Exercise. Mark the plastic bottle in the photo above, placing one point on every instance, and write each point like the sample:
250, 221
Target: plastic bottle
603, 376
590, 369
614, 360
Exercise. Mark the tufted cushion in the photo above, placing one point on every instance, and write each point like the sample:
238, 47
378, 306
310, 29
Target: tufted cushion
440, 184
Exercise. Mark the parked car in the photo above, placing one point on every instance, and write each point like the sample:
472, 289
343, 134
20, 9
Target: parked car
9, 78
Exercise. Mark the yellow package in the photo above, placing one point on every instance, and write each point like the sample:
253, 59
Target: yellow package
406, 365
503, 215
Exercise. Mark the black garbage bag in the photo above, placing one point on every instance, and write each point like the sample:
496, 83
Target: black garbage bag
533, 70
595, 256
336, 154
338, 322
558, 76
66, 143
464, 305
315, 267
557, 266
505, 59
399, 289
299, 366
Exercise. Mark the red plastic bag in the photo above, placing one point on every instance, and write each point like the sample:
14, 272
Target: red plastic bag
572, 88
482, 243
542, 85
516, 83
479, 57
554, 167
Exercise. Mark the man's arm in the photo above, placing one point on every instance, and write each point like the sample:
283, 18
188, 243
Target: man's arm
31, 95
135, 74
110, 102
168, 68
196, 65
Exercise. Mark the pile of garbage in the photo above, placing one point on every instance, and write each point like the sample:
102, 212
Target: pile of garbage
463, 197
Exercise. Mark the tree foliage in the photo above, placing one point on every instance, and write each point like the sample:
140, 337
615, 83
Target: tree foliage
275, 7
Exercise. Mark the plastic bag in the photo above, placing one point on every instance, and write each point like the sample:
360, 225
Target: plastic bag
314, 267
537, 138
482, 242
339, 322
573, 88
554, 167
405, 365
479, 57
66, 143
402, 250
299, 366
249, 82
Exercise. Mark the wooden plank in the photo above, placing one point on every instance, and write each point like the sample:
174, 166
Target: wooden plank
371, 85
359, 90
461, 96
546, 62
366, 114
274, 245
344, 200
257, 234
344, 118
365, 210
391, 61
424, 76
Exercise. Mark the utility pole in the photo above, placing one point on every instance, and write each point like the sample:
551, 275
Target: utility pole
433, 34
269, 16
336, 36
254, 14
------------------------------
▶ **Problem statement**
Copy all of the records above word for word, keeping every line as it stands.

▶ **Problem solution**
Exercise. Mark the plastic bottle in the photo above, placing one point on every instance, and write each point like the sample:
250, 221
Target: plastic bottle
603, 376
590, 369
614, 360
Exercise. Mark the tufted cushion in the photo above, placing one point on every instance, and write each point like the sample:
238, 47
378, 306
310, 29
Target: tufted cushion
440, 184
Exercise. Mark the parked car in the photo above, placing one point on every instance, and write each point like the sample:
472, 289
343, 134
20, 9
Target: parked car
9, 78
Exercise. Mark the yellow package in the photo above, placing one point on every instance, and write each point like the sample:
253, 59
Target: yellow package
406, 365
503, 215
Exercise. Mark the black garbage bag in the photo above, placing one point on every instance, and write each point like the sample:
496, 83
Target: black garbage bag
533, 70
595, 256
336, 154
338, 322
558, 76
66, 143
464, 305
315, 267
557, 266
505, 59
399, 289
299, 366
Exercise. Mark the red plastic bag in the photo above, placing one point on every instance, and write each point like the sample:
14, 272
Target: red plastic bag
572, 88
482, 243
542, 85
516, 83
479, 57
554, 167
Exercise. Mark the man's arm in the photo above, placing one point on every instance, and write each point like the sample:
283, 18
188, 243
Target: man's arm
31, 95
135, 74
110, 102
168, 68
196, 65
Exercise. Mark the pile of garbage in the photo above, placing one point on every instance, and write each point like the sample:
102, 212
Target: pile of garbage
463, 197
Exercise. Mark the tree foliage in the photo above, placing one point on every instance, and write each point like the sample:
140, 337
615, 83
Target: tree foliage
275, 7
Exercise. Mark the plastic bag in the photo above, placing one point on every instance, and write each point like the sample:
360, 225
Target: plastic bag
314, 267
537, 138
482, 242
339, 322
573, 88
554, 167
405, 365
479, 57
66, 143
402, 250
299, 366
249, 82
Exercise. Mark the wooden plank in the photo above, placing one point on every instance, and write each point like the sample:
174, 166
Target: wooden plank
371, 85
359, 90
461, 96
546, 62
366, 114
274, 245
344, 200
257, 234
344, 118
365, 210
391, 61
424, 76
Exercise. Mark the utility pole in the photo above, placing one point on every instance, and write each point like the sample:
551, 275
Target: utility pole
433, 34
269, 16
336, 36
254, 14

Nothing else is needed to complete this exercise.